----- Data to process
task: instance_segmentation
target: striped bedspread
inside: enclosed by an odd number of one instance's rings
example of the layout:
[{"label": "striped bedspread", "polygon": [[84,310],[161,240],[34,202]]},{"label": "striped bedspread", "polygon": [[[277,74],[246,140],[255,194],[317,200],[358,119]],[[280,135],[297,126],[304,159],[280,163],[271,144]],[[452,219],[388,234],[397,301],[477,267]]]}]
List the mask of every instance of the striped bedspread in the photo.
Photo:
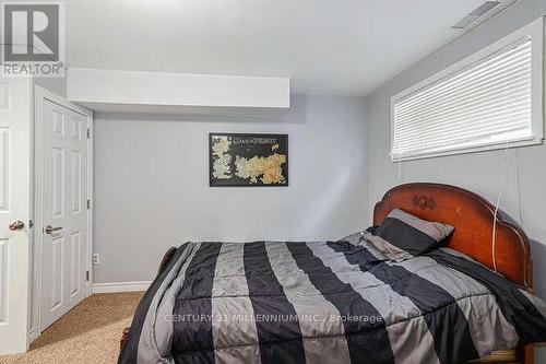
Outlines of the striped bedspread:
[{"label": "striped bedspread", "polygon": [[545,315],[449,249],[392,262],[361,238],[187,243],[119,363],[462,363],[544,341]]}]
----------
*The task*. Please write out all of the lines above again, requests included, with every coordinate in the answer outlines increased by 100 and the pictures left out. Keep the coordinates in the layout sample unchanged.

*Result for this task*.
task: instance_segmentation
target: striped bedspread
inside: enclosed by an odd number of one instance's rings
example of the layout:
[{"label": "striped bedspread", "polygon": [[84,310],[161,240],[34,202]]},{"label": "striped bedspread", "polygon": [[[277,74],[246,140],[255,194],[317,200],[358,119]],[[280,135],[297,126],[304,159],[280,163],[271,144]],[[452,219],[388,234],[397,301],[477,267]]]}]
List the mask of every instance of the striped bedspread in the photo.
Photo:
Outlines of the striped bedspread:
[{"label": "striped bedspread", "polygon": [[645,415],[549,349],[492,362],[461,338],[287,343],[219,463],[562,463],[644,441]]}]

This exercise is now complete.